::: Working data :::
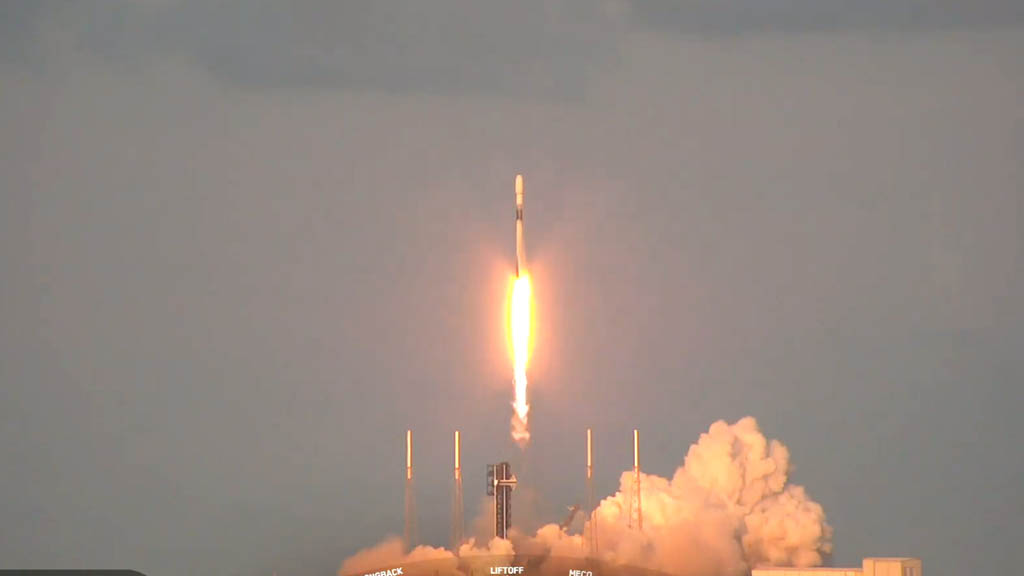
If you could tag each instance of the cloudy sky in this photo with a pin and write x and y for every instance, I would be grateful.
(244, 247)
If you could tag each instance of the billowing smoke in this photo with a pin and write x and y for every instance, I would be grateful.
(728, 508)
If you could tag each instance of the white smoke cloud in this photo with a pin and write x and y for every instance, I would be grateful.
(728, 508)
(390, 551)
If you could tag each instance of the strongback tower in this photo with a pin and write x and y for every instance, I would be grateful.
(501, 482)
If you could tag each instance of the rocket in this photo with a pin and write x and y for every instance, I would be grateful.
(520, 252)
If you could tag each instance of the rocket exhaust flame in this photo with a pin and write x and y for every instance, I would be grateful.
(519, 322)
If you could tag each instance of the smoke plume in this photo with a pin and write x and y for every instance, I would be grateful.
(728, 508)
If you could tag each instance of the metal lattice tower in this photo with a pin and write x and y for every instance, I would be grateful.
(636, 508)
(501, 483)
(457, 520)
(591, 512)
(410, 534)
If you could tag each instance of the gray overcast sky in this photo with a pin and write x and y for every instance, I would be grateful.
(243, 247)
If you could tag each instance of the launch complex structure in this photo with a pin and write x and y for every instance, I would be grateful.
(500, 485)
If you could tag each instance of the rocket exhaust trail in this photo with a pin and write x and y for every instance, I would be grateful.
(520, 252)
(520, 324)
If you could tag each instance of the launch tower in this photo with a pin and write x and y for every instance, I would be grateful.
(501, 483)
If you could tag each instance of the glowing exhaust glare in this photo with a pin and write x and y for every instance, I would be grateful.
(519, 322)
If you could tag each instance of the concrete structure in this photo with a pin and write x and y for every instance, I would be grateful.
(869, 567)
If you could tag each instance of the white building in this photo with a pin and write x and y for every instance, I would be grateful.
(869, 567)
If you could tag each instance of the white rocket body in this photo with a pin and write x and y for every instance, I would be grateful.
:::
◆ **What you have to do**
Take the listing above and print it exactly, apart from the pictures.

◆ **In response**
If you could tag each instance of the cloudy sky in this photo with a pin and write x and y for every instance, I would be grateful.
(244, 247)
If you could tag each instance of the billowing smoke in this photo with a pin and write x and y for every instance, I would be grateful.
(728, 508)
If you could tag each instance of the white smoke cloud in this photo with a pin and write x and y for every instance, I would be grateful.
(728, 508)
(390, 551)
If you could tag each instance of the strongback tower in this photo with a pin and write x and y for every instance, I would be grateful.
(501, 482)
If you could tag each instance of the rocket in this photo with a pin and write x and y for every instance, I would be grateful.
(520, 252)
If you could tag each instance of the rocket exhaust flame in this photo with a pin and write x and y for every instance, I would be grateful.
(519, 322)
If you could tag each instance of the smoke plume in this photo with a pin and write x and y for every instance, I would be grateful.
(728, 508)
If you could tag each instance of the metal lattice tower in this photo with a pin and write x and y for every instance, I would be grateful.
(636, 508)
(501, 483)
(457, 520)
(591, 512)
(410, 534)
If you could tag each instance of the gray overcast sky in this photo with a pin and write x and y for every instance, I would be grateful.
(243, 247)
If you could tag each instance of the launch complex structure in this photo with a pin and write x and y for every instance, I would be grateful.
(500, 485)
If you could tag each instance of the rocket exhaust trail in this photo with a pin and write x and y for every instance, I would be grateful.
(520, 252)
(520, 324)
If you could tag each instance of the launch tower in this photo with a pin and write x and y for every instance, I would be grateful.
(501, 483)
If you could tag each instance of the glowing exhaust glare in this photo with a pin and write x and y for every instance, I would be grateful.
(519, 322)
If you could tag each instance of the concrete structure in this photo with a pin and write x and y for every instance, I would be grateful.
(869, 567)
If you could tag each instance of the white building in this photo with a pin and write x and y for every instance, I would be grateful.
(869, 567)
If you could tag each instance of the white rocket body in this photo with a pin and write x and y for every instance, I would be grateful.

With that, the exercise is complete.